═════ BRANO FORNITO ═════
Il motivo e' inammissibile per difetto di autosufficienza. Nella sentenza impugnata manca qualsiasi riferimento ad una sollevata eccezione di disapplicazione delle sanzioni e alle relative ragioni legittimanti: nel ricorso non sono chiariti questi punti, se non attraverso un richiamo ad una richiesta, genericamente formulata, di disapplicazione delle sanzioni, senza esporre quali fossero state le motivazioni addotte dalla societa' contribuente a sostegno della richiesta stessa. E tanto non basta, in particolare alla luce della perplessa esposizione del motivo di ricorso che si muove tra una disapplicazione che sarebbe dovuta sulla base di una non meglio chiarita incertezza delle condizioni di applicabilita' della normativa (quale?) ed una supposta riduzione che sarebbe consequenziale alla parziale estinzione della controversia in ordine ai bonus.

11 ricorso, pertanto, deve essere accolto nei limiti di cui alla surriportate motivazioni e la sentenza impugnata deve essere cassata con rinvio ad altra Sezione della Commissione Tributaria Regionale dell'Emilia-Romagna, che provvedera' anche in ordine alle spese della presente fase del giudizio.

P.Q.M.

LA CORTE SUPREMA DI CASSAZIONE

Accoglie il ricorso nei limiti di cui in motivazione, cassa la sentenza impugnata e rinvia, anche per le spese, ad altra Sezione della Commissione Tributaria Regionale dell'Emilia-Romagna.
═════ DATI ESTRATTI ═════
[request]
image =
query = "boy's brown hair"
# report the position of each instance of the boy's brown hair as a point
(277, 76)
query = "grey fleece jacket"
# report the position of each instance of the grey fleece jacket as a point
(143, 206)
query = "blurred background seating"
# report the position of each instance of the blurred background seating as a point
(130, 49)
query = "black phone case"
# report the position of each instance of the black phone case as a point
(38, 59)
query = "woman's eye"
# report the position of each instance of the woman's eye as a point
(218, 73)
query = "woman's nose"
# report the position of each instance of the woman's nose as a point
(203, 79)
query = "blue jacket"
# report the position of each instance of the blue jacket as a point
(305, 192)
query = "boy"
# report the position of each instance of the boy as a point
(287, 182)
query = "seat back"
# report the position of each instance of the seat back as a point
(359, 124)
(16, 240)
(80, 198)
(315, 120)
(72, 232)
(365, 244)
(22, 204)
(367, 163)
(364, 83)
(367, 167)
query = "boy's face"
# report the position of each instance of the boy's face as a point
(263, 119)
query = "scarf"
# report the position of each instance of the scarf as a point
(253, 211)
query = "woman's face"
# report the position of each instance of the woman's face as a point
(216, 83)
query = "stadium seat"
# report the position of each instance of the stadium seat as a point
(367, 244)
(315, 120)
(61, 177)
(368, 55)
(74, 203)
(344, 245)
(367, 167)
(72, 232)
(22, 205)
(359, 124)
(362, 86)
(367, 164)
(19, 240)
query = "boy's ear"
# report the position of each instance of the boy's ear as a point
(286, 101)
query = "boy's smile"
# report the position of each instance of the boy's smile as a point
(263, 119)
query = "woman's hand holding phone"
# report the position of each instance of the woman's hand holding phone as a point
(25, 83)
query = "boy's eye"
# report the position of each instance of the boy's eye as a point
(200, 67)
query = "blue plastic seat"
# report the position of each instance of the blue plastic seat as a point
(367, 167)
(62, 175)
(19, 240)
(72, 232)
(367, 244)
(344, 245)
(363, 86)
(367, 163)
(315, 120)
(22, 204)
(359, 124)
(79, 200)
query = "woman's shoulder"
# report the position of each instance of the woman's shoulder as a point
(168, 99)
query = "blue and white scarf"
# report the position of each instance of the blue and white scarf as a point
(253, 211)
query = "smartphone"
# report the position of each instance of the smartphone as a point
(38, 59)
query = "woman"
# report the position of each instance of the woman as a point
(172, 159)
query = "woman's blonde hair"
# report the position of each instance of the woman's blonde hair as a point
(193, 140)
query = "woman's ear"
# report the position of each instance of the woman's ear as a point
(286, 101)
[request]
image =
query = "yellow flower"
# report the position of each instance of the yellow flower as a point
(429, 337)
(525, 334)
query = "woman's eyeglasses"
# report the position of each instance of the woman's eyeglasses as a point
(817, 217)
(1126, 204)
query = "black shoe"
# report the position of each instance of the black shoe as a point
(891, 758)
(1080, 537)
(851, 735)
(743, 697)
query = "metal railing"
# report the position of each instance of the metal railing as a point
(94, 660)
═════
═════ DATI ESTRATTI ═════
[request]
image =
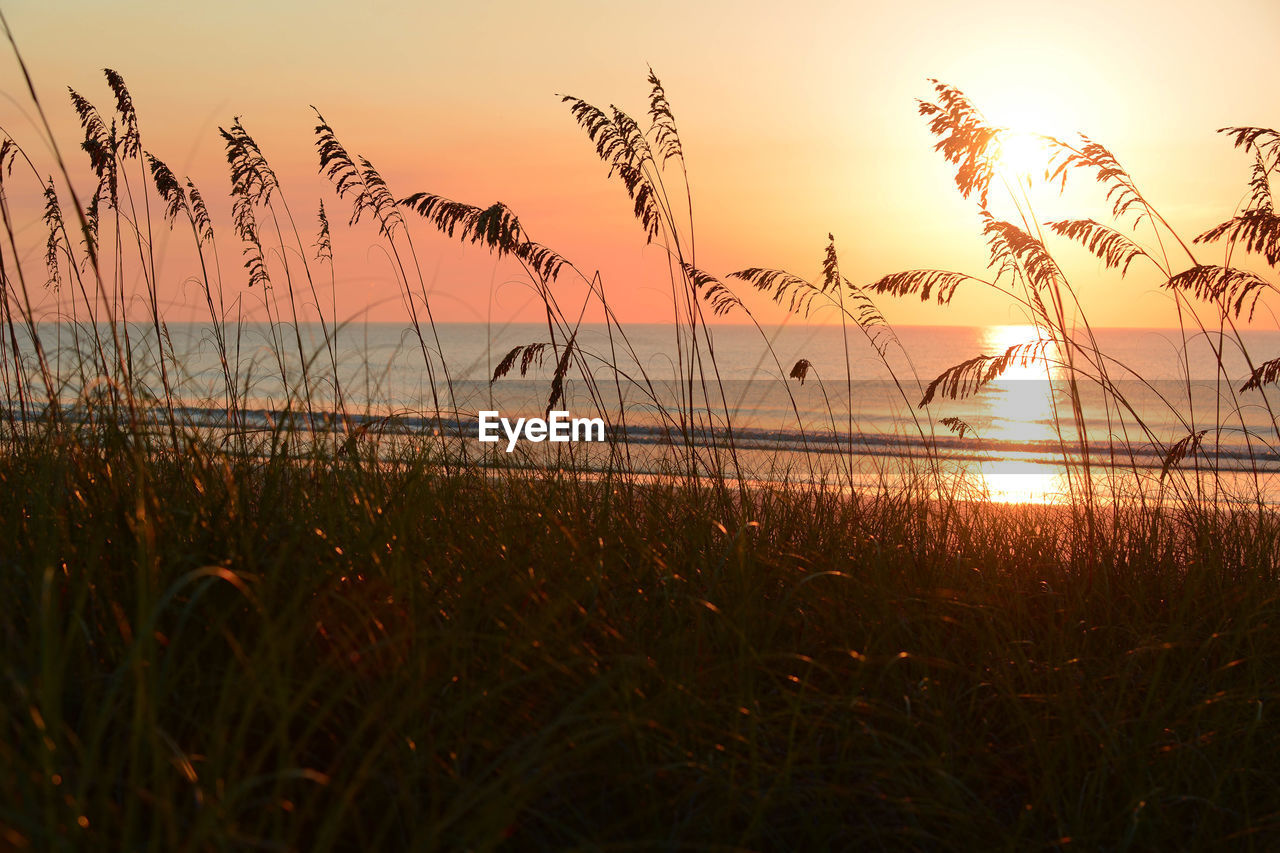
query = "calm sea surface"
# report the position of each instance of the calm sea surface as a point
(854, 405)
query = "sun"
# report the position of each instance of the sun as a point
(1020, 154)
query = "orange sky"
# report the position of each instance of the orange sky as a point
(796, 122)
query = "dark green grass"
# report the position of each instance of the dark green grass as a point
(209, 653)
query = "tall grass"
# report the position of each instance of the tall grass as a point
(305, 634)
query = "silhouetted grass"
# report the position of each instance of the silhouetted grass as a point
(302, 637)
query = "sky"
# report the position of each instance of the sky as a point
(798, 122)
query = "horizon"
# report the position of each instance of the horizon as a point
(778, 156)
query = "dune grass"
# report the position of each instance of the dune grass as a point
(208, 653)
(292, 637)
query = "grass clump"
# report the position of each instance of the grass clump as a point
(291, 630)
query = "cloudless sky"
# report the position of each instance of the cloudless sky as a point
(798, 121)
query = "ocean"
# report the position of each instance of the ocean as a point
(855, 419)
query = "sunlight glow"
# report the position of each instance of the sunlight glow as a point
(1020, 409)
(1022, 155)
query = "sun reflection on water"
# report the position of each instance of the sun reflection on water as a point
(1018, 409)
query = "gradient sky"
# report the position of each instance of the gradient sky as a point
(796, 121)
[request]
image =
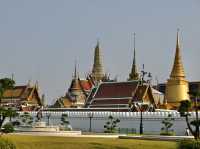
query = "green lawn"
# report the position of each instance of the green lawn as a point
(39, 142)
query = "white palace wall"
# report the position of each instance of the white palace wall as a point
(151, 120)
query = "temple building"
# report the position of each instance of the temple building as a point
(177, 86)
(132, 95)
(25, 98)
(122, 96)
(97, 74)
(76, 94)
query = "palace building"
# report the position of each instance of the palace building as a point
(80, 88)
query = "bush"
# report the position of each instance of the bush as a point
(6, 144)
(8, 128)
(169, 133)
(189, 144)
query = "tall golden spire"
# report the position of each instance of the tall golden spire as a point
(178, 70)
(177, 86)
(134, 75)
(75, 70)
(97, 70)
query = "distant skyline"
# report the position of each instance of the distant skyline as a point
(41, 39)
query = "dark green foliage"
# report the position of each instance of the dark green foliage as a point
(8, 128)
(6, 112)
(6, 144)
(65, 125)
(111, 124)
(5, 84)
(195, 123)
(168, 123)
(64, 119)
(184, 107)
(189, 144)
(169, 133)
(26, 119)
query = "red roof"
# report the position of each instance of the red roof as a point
═════
**CONSEGNE**
(1) Rispondi alle domande seguenti in base al brano fornito.
(a) Per quale difetto il motivo è dichiarato inammissibile?
(b) A quale organo la Corte rinvia la causa?
(c) In ordine a che cosa la controversia si sarebbe parzialmente estinta?
(2) Trascrivi il brano fornito fra "Il motivo e'" e "ordine ai bonus.", estremi inclusi, sostituendo "sanzioni" con "penalità".
(3) Elenca tutti i verbi con cui la Corte decide nel dispositivo che segue "LA CORTE SUPREMA DI CASSAZIONE" nel brano fornito.

**RISPOSTE IN ORDINE**
(1)
(a) Per difetto di autosufficienza.
(b) Ad altra Sezione della Commissione Tributaria Regionale dell'Emilia-Romagna.
(c) In ordine ai bonus.

(2)
Il motivo e' inammissibile per difetto di autosufficienza. Nella sentenza impugnata manca qualsiasi riferimento ad una sollevata eccezione di disapplicazione delle penalità e alle relative ragioni legittimanti: nel ricorso non sono chiariti questi punti, se non attraverso un richiamo ad una richiesta, genericamente formulata, di disapplicazione delle penalità, senza esporre quali fossero state le motivazioni addotte dalla societa' contribuente a sostegno della richiesta stessa. E tanto non basta, in particolare alla luce della perplessa esposizione del motivo di ricorso che si muove tra una disapplicazione che sarebbe dovuta sulla base di una non meglio chiarita incertezza delle condizioni di applicabilita' della normativa (quale?) ed una supposta riduzione che sarebbe consequenziale alla parziale estinzione della controversia in ordine ai bonus.

(3) Accoglie, cassa, rinvia